ROAD-VIP
Das Projekt
Im Forschungsprojekt ROAD-VIP entwickelt die Hochschule Ruhr West ein energieautarkes und kostengünstiges Radarsensorsystem zur infrastrukturbasierten Verkehrsüberwachung.
Als „drittes Auge“ außerhalb des Fahrzeugs erfasst das System Verkehrsteilnehmer:innen im Straßenraum und erkennt potenziell kritische Situationen frühzeitig. Installiert an Straßenlaternen oder Verkehrsschildern detektiert der Sensor Position, Geschwindigkeit und Bewegungsrichtung von Objekten im Umfeld.
Die Systemarchitektur berücksichtigt zudem die Anbindung an V2X-Kommunikationsschnittstellen. Perspektivisch können erkannte Verkehrssituationen so an Fahrzeuge oder intelligente Verkehrssysteme übermittelt werden. ROAD-VIP wird damit zu einem Baustein vernetzter und kooperativer Mobilitätssysteme.
Die Problemstellung
Moderne Fahrerassistenzsysteme und automatisierte Fahrzeuge sind auf eine zuverlässige Umfelderfassung angewiesen. Fahrzeugintegrierte Sensoren stoßen jedoch an physikalische Grenzen – etwa bei verdeckten Sichtbereichen oder eingeschränkter Reichweite.
Insbesondere vulnerable Verkehrsteilnehmer:innen wie Fußgänger:innen oder Radfahrende können dadurch nicht immer zuverlässig erkannt werden.
Bestehende infrastrukturbasierte Radarsysteme sind häufig zu kosten- und energieintensiv für eine flächendeckende Anwendung. Es fehlt an einer wirtschaftlichen, energieeffizienten Lösung, die Fahrzeug- und Infrastruktursensorik intelligent verknüpft.
Ziel des Vorhabens
Ziel des Projekts ist die Entwicklung und prototypische Umsetzung eines energieautarken Low-Cost-Radarsensors zur Detektion von Verkehrsteilnehmer:innen im Straßenraum.
Im Fokus stehen:
- hohe Energieeffizienz
- zuverlässige Detektionsleistung
- robuste Funktion unter realen Umweltbedingungen
- Integration in bestehende Verkehrsinfrastruktur
- Vorbereitung einer V2X-Anbindung zur kooperativen Kommunikation mit Fahrzeugen
Die Leistungsfähigkeit wird in Labor- und Feldmessungen evaluiert. Langfristig soll das System die Verkehrssicherheit erhöhen und automatisierte Fahrfunktionen unterstützen.
Methoden
- Entwicklung und Simulation von Radarsignalverarbeitungsverfahren
- Aufbau eines funktionsfähigen Prototyps
- Integration einer energieautarken Stromversorgung
- Konzeption und Vorbereitung einer V2X-Schnittstelle
- Durchführung von Labor- und Feldmessungen
- Analyse und Bewertung der Detektionsleistung
Förderung
Das Projekt wird durch die interne Forschungsförderung der HRW finanziert. Es ist Teil der Wachstumsfinanzierung, die von der Kommission Forschung & Transfer vergeben wird.

☆ ☆ ☆ ☆

# Aufgabenstellung
Schreibe aus dem Textauszug zum Projekt ROAD-VIP den Abschnitt von „Insbesondere vulnerable Verkehrsteilnehmer:innen“ bis „Infrastruktursensorik intelligent verknüpft.“ ab und benenne dabei „Radfahrende“ in „Radfahrer:innen“ um. Die anschließenden Zeilen brauchst du hier nicht.

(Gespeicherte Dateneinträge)

☆ ☆ ☆ ☆

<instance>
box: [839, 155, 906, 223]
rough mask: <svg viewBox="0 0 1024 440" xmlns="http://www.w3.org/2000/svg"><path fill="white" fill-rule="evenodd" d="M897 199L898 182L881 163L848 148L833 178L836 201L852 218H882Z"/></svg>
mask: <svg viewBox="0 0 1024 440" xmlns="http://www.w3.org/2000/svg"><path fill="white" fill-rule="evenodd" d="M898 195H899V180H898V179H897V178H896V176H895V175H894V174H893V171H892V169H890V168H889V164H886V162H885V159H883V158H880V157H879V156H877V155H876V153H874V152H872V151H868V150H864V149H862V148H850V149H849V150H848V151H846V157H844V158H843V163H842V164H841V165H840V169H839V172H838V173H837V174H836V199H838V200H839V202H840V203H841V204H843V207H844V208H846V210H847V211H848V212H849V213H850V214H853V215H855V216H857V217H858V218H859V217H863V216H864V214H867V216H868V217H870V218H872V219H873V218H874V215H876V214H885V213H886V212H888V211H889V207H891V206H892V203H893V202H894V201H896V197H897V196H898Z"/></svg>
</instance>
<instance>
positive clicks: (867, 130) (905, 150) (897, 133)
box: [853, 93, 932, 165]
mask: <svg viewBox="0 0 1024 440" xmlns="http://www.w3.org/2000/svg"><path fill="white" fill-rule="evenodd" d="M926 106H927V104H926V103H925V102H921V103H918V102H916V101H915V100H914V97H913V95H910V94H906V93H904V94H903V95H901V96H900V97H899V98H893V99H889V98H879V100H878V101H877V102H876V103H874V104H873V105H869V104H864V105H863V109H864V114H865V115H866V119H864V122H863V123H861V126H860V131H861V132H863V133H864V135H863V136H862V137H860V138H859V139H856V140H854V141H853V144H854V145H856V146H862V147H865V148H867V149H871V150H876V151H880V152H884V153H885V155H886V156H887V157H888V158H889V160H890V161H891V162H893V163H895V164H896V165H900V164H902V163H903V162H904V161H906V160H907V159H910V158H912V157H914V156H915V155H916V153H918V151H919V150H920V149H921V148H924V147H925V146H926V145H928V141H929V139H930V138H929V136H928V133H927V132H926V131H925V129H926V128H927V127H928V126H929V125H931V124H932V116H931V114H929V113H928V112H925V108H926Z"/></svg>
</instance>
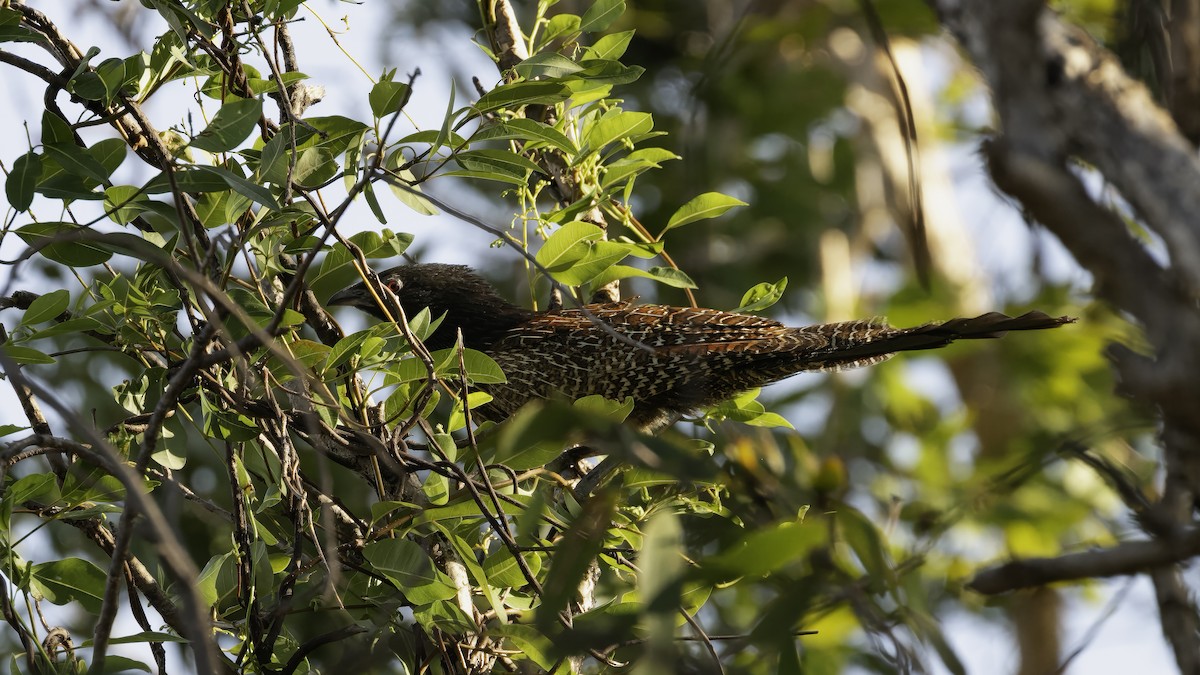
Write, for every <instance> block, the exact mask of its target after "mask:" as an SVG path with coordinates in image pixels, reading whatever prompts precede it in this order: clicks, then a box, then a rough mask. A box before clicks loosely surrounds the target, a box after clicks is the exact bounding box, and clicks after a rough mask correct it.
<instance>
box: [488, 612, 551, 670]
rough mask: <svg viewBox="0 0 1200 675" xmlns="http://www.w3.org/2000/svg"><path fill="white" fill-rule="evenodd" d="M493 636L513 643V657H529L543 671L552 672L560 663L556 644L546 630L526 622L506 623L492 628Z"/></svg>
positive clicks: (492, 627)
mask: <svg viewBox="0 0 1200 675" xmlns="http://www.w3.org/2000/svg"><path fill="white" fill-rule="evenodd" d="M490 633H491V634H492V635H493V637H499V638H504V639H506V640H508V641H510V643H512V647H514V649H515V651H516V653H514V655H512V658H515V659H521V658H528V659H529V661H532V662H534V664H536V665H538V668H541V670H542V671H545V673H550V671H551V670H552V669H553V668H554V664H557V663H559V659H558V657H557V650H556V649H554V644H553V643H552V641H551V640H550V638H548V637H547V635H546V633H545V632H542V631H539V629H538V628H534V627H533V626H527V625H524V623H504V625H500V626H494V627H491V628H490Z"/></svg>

☆ ☆ ☆ ☆

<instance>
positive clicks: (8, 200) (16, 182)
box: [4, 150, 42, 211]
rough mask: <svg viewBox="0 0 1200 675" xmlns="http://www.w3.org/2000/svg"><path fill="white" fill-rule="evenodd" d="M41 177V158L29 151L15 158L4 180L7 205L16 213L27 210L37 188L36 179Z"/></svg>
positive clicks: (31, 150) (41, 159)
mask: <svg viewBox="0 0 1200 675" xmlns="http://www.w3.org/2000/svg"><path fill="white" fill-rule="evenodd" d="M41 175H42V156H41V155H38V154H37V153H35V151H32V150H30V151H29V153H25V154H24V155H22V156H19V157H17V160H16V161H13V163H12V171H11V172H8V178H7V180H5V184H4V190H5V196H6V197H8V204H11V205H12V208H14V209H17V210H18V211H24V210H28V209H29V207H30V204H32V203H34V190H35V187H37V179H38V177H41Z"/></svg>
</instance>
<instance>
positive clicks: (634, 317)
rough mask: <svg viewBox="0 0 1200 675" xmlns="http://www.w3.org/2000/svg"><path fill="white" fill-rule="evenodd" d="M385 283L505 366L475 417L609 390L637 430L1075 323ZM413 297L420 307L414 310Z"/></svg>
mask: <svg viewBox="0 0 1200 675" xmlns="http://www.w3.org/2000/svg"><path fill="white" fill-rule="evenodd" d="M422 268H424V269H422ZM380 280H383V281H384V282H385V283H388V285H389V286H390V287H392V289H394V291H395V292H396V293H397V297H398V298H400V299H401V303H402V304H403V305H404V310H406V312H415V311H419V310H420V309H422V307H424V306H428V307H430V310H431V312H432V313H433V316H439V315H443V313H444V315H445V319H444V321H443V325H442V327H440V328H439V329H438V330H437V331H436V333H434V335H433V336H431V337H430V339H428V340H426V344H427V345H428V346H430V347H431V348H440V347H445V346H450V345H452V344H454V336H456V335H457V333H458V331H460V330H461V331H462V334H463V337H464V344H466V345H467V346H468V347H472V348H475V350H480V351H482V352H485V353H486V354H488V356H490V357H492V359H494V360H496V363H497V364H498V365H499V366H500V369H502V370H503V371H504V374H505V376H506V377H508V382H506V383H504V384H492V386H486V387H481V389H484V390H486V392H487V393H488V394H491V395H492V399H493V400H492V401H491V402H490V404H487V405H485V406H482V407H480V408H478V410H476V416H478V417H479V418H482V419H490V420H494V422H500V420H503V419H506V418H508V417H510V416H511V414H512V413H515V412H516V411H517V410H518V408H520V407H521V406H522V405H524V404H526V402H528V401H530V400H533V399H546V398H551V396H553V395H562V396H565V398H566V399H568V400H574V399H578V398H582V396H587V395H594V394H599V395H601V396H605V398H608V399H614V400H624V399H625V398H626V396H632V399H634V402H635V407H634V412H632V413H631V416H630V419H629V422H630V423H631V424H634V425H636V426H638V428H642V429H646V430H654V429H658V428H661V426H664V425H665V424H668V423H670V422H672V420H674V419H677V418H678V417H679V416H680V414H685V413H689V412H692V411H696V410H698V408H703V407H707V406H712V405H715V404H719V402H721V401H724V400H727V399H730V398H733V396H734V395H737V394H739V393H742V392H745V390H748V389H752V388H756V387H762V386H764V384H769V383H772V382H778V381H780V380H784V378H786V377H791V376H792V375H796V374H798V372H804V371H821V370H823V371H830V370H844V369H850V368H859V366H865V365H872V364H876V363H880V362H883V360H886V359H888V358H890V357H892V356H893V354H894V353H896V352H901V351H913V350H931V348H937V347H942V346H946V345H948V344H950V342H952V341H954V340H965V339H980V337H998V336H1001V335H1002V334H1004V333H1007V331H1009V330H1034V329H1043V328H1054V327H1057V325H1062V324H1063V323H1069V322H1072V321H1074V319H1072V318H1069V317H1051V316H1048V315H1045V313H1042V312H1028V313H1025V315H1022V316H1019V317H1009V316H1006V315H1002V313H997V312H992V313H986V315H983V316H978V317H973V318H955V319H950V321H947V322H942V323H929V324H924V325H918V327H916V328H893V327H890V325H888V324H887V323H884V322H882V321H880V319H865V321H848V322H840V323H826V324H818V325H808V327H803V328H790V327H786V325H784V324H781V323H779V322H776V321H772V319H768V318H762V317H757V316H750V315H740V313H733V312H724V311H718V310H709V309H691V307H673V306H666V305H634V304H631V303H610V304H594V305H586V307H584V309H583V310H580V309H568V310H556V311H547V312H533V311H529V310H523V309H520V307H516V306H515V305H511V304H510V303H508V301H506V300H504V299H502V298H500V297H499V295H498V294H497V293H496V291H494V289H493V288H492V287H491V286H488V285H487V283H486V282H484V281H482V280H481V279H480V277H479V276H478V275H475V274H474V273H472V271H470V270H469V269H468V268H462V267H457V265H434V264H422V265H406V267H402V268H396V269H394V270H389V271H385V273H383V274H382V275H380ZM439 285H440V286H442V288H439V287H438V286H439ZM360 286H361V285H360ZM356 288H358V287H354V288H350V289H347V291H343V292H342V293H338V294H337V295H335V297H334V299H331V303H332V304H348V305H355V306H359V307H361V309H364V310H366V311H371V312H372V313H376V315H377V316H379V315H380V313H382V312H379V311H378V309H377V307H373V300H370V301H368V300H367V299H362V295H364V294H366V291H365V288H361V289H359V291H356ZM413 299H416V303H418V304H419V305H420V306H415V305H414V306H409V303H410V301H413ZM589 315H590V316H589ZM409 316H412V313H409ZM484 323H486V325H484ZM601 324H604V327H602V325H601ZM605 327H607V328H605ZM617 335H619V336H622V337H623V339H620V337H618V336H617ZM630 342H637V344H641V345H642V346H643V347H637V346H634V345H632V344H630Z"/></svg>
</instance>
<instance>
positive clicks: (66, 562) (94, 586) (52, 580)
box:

☆ ☆ ☆ ☆

# Deine Lösung
Insbesondere vulnerable Verkehrsteilnehmer:innen wie Fußgänger:innen oder Radfahrer:innen können dadurch nicht immer zuverlässig erkannt werden.
Bestehende infrastrukturbasierte Radarsysteme sind häufig zu kosten- und energieintensiv für eine flächendeckende Anwendung. Es fehlt an einer wirtschaftlichen, energieeffizienten Lösung, die Fahrzeug- und Infrastruktursensorik intelligent verknüpft.